• **DO THIS**: Please copy out the records below with "keypoint" swapped for "landmark" wherever it occurs and everything else left as it is. Leave the pictures out of your copy.

• **RAW RECORDS**:
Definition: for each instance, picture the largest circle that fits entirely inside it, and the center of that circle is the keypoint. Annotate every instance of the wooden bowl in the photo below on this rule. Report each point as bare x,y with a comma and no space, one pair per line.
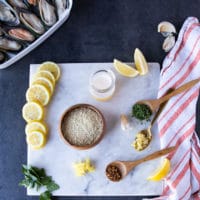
70,110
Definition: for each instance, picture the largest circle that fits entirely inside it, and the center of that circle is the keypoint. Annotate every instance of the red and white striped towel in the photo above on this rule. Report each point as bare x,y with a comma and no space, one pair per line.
176,123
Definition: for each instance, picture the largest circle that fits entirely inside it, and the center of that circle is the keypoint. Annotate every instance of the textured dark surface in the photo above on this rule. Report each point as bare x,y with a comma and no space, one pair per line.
97,31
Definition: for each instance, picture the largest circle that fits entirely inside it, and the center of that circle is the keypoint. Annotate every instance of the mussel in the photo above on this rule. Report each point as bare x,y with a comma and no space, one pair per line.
21,34
8,14
47,12
9,45
32,22
61,5
17,4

• **SOLUTION TO THIS TASK**:
Definition: for each instance, picture the largest circle that fits entirely inside it, and the center of that circle is the landmark. Annotate every instance of the wooden bowl in the photo below on this rule. Report each point as bare x,y with a comma and no space, one pair per line.
70,110
Definition: for each instance, picture the largest circle that fits entirely inside it, and the center of that circle is the landmark. Annotate every instance of the red and white striped towel in the photo above on this rule. Report each point as bare x,y with a comma and no space, one pair per line.
176,123
Definition: for each instance, picture the largest circle that fits entirely inside it, and the center of that circle is the landmark. Annotate every instance of the textured dark surface in the photo above on this rule. Report each point as bare x,y with a comma and no space, one pair per line.
97,31
Definition: for each instance, picture the largest circle that fits entirely inside it, and the center of that circle is the landmark. Annotate every instance of the mussel in the photo above on this rule. Report each point as bare x,y with a comma and no space, one pair per line.
21,34
8,14
47,12
9,45
32,22
61,5
17,4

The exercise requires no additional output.